----- GIVEN TEXT

I was born in Queens, NY and raised by a woman of great strength and dedication to helping others. Growing up in a household below the federal poverty level, I became intimately familiar with inequities very early on. I found myself increasingly drawn to health justice issues as I learned how the lack of health cripple’s one’s ability to truly thrive and live with dignity.
Currently, I am completing my Emergency Medicine Residency at Advocate Christ Medical Center, one of the busiest Level 1 Trauma Centers in the nation. I graduated from Yale School of Medicine where I co-founded a course on US Health Justice that seeks to train medical, nursing, and physician associate students on structural determinants of health inequity and advocacy. During that time, I also launched Systemic Disease, a national initiative that seeks to address bias in medicine through storytelling and curricular reform.
I received my MPH from Johns Hopkins Bloomberg School of Public Health as a fully-funded Sommer Scholar and completed my undergraduate studies at Columbia University as a John Jay Scholar. Previously, I have served as National Chair of the American Medical Student Association’s Race, Ethnicity, and Culture in Health Committee and as a National Editorial Advisor for The New Physician Magazine.
For my work, I have been recognized as a Gates Millennium Scholar, Van Amson Service Fellow, Young People For (YP4) Fellow, Humanity in Action Fellow, Yale Seton Elm-Ivy Award recipient, among others.
I love to write, am eager to continuously reaffirm the social mission in medicine, and am invested in the design of more just and equitable health care systems and policy.

----------

Turn the paragraph of the biography above that begins "I received my MPH" into a short bulleted list that keeps its main facts.

----- DATA SECTION

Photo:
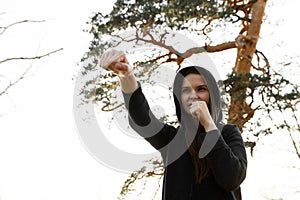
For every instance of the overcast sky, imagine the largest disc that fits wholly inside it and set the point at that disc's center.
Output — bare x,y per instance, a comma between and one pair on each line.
41,154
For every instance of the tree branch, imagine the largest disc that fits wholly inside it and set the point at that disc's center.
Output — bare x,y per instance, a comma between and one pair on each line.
15,82
30,58
4,28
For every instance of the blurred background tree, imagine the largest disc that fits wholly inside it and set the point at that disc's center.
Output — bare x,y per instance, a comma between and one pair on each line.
7,83
255,93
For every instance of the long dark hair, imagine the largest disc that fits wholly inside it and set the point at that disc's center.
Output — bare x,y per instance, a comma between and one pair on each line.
201,168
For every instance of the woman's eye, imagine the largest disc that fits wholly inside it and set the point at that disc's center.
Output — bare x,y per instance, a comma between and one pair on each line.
202,89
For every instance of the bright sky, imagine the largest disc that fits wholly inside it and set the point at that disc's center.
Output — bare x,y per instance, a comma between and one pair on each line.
41,155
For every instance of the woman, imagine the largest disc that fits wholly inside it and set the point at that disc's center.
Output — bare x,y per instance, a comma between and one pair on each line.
202,158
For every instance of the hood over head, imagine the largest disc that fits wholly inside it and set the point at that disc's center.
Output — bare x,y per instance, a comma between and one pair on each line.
215,98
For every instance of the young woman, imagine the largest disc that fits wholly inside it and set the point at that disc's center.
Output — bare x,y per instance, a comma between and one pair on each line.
203,159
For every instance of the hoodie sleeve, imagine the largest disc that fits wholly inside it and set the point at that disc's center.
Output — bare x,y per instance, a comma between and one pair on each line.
143,121
228,159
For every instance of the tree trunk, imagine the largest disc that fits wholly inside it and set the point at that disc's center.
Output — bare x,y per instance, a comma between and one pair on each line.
240,112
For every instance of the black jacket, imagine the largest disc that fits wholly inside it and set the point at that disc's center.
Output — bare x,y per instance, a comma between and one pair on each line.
227,159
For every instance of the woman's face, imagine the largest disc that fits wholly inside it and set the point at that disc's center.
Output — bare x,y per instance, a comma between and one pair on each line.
193,89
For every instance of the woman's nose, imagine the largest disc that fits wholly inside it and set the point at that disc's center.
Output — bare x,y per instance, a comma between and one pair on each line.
194,95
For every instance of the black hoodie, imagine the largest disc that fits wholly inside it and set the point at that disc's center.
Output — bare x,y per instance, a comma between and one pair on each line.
227,159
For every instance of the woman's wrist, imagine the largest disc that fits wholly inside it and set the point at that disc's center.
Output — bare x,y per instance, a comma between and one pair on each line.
210,126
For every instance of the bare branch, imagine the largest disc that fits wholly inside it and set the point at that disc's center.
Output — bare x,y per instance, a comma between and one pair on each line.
15,82
4,28
30,58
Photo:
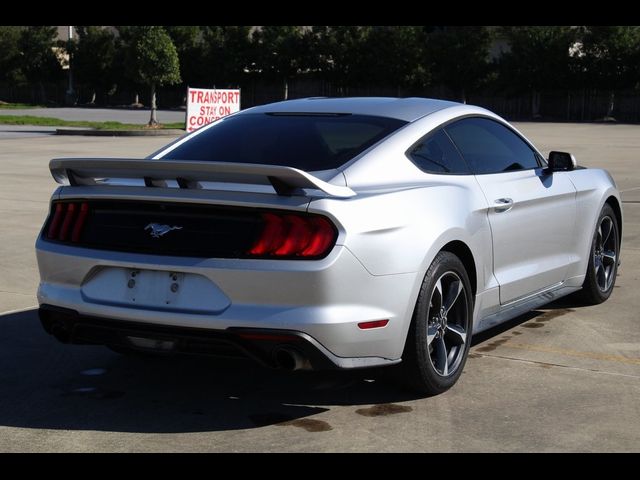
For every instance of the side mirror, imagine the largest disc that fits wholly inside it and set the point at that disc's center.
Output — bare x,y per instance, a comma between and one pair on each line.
561,162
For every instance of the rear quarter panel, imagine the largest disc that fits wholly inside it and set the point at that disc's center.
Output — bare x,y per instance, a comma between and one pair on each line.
594,187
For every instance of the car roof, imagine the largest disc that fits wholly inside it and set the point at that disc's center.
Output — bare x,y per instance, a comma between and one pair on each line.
407,109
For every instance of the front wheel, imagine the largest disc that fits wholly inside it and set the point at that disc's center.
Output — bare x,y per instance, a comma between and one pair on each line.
603,258
440,333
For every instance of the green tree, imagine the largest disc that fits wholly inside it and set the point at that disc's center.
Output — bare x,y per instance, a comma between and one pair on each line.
190,45
392,56
458,57
228,54
153,61
10,54
609,57
281,52
94,55
38,62
339,55
538,59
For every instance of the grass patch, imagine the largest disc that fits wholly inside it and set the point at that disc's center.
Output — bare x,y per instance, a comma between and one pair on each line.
18,106
56,122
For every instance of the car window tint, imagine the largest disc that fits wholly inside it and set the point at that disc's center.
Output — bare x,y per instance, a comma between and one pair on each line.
436,154
305,141
489,147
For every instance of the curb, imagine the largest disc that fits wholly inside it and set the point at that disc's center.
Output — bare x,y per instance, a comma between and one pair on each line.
120,133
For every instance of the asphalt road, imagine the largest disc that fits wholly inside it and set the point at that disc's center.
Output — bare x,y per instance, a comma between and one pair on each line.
140,116
564,378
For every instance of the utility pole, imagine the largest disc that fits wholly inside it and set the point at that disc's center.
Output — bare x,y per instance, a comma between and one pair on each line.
70,94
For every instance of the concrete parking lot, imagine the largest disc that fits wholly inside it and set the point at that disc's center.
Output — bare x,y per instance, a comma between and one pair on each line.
564,378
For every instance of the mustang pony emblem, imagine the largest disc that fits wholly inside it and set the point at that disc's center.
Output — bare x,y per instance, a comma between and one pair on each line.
158,230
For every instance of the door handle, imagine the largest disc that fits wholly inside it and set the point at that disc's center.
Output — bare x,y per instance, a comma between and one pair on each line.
503,205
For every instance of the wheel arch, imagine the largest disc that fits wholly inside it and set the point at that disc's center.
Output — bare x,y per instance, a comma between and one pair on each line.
617,209
463,252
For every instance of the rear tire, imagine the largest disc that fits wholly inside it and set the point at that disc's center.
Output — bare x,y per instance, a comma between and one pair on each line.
603,259
440,334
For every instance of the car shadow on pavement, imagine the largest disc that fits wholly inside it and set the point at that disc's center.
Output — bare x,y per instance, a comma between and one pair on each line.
533,319
45,384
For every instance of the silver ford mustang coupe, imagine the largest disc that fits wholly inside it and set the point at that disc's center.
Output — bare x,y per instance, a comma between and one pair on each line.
325,233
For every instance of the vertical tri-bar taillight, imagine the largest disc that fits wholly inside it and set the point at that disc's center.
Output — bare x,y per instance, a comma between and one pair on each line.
292,235
68,221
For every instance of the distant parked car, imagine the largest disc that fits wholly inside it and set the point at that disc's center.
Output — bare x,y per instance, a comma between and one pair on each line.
326,233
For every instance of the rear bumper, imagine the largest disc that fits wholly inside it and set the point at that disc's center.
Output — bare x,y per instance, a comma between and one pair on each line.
266,346
321,301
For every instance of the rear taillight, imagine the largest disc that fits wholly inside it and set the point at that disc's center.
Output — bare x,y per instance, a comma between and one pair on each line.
294,236
68,221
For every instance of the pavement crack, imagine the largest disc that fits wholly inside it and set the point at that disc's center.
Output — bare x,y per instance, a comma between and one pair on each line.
559,365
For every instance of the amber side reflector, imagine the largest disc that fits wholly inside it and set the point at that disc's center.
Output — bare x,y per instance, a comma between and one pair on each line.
373,324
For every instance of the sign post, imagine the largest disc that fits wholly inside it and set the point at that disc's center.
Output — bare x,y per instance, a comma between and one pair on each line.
206,105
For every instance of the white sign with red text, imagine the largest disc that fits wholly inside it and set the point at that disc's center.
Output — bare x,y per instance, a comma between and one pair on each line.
205,105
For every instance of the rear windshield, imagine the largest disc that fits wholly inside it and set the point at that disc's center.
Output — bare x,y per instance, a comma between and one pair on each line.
305,141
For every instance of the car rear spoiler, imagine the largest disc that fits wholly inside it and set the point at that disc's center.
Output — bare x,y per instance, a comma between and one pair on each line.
285,180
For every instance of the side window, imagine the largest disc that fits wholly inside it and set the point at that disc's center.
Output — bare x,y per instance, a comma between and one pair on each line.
490,147
436,154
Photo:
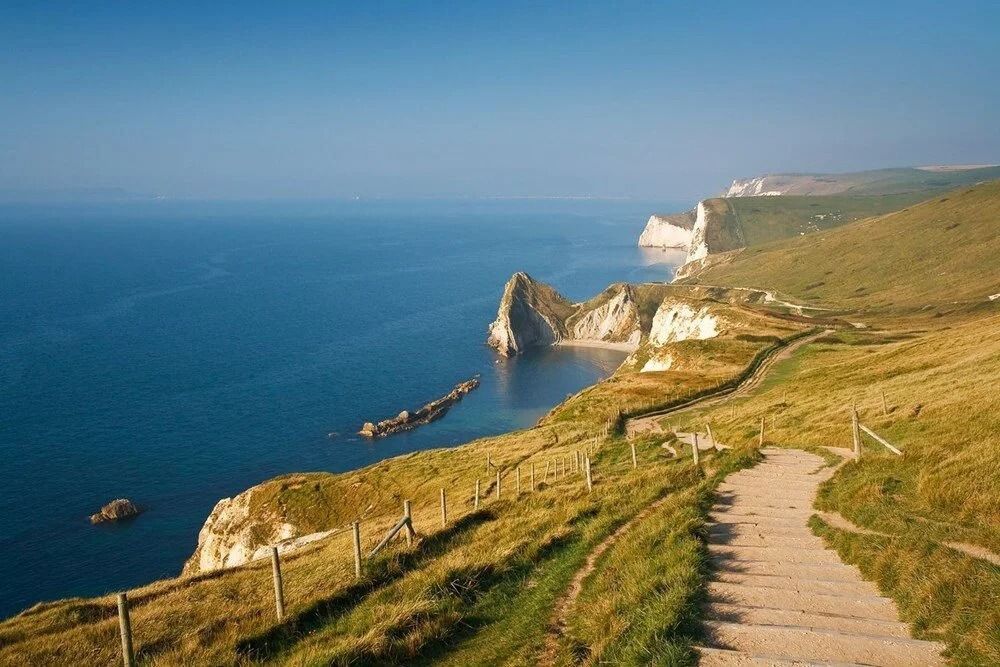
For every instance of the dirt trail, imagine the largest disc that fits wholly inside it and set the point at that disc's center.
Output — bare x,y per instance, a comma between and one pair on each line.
778,595
649,422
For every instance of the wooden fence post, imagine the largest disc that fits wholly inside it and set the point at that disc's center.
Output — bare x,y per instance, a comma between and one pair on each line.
125,627
408,515
855,432
356,529
279,590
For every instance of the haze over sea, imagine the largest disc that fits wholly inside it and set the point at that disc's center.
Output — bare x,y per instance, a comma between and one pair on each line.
179,353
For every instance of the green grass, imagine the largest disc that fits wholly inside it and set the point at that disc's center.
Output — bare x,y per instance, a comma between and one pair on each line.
924,258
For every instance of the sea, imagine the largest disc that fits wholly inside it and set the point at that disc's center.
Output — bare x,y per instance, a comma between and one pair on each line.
176,353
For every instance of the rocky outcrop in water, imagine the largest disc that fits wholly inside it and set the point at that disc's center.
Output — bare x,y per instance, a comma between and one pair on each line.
668,230
116,510
406,420
532,314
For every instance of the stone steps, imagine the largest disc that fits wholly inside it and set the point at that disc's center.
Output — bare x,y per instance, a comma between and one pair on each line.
790,642
734,613
802,585
719,657
778,595
856,606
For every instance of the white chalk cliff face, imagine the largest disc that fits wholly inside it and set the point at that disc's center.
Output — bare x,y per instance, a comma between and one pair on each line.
532,314
761,186
231,536
664,231
699,244
676,321
616,321
658,362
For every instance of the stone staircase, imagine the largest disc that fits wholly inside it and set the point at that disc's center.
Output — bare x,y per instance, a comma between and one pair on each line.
778,596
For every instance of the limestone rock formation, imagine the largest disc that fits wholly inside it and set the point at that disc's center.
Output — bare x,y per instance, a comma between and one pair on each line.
668,231
677,320
239,526
530,314
533,314
406,420
116,510
614,321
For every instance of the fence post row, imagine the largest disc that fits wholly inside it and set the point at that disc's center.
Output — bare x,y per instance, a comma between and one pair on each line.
356,529
855,432
279,591
125,627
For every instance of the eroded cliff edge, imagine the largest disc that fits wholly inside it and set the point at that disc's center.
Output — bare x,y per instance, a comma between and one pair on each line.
533,314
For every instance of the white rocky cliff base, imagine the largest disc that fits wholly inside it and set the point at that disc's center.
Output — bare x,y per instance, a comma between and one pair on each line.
532,314
668,231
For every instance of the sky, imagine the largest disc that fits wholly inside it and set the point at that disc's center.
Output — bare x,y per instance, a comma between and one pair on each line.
379,99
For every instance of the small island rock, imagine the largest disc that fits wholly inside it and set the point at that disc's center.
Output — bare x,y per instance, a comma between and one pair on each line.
116,510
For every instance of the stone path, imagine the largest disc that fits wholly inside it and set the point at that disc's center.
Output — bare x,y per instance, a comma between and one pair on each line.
778,596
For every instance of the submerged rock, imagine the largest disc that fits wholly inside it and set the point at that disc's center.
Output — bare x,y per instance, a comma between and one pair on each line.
116,510
406,420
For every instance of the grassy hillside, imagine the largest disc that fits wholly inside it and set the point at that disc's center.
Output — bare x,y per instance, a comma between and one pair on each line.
936,255
766,219
891,181
483,588
479,591
940,393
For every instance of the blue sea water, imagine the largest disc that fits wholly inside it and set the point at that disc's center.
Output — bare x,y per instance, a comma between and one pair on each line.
178,353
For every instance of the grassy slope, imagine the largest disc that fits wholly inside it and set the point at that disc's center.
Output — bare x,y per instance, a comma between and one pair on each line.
938,252
766,219
939,375
479,590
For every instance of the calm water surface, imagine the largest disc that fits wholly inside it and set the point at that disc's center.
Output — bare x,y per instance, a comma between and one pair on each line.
180,353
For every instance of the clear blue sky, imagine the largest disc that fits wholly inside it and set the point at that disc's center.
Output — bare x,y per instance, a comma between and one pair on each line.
665,100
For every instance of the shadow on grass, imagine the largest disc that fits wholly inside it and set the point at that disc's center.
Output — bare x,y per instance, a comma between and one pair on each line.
268,645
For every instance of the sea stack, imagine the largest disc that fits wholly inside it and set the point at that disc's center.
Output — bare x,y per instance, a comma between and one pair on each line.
116,510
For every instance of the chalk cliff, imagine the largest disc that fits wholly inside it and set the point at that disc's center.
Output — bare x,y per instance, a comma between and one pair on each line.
240,529
668,230
532,314
675,321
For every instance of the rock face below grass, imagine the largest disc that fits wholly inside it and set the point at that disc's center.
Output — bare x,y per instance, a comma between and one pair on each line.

----------

COMPLETED TASK:
- MPH from Johns Hopkins Bloomberg School of Public Health, as a fully-funded Sommer Scholar
- Undergraduate studies at Columbia University, as a John Jay Scholar
- Former National Chair of the American Medical Student Association's Race, Ethnicity, and Culture in Health Committee
- Former National Editorial Advisor for The New Physician Magazine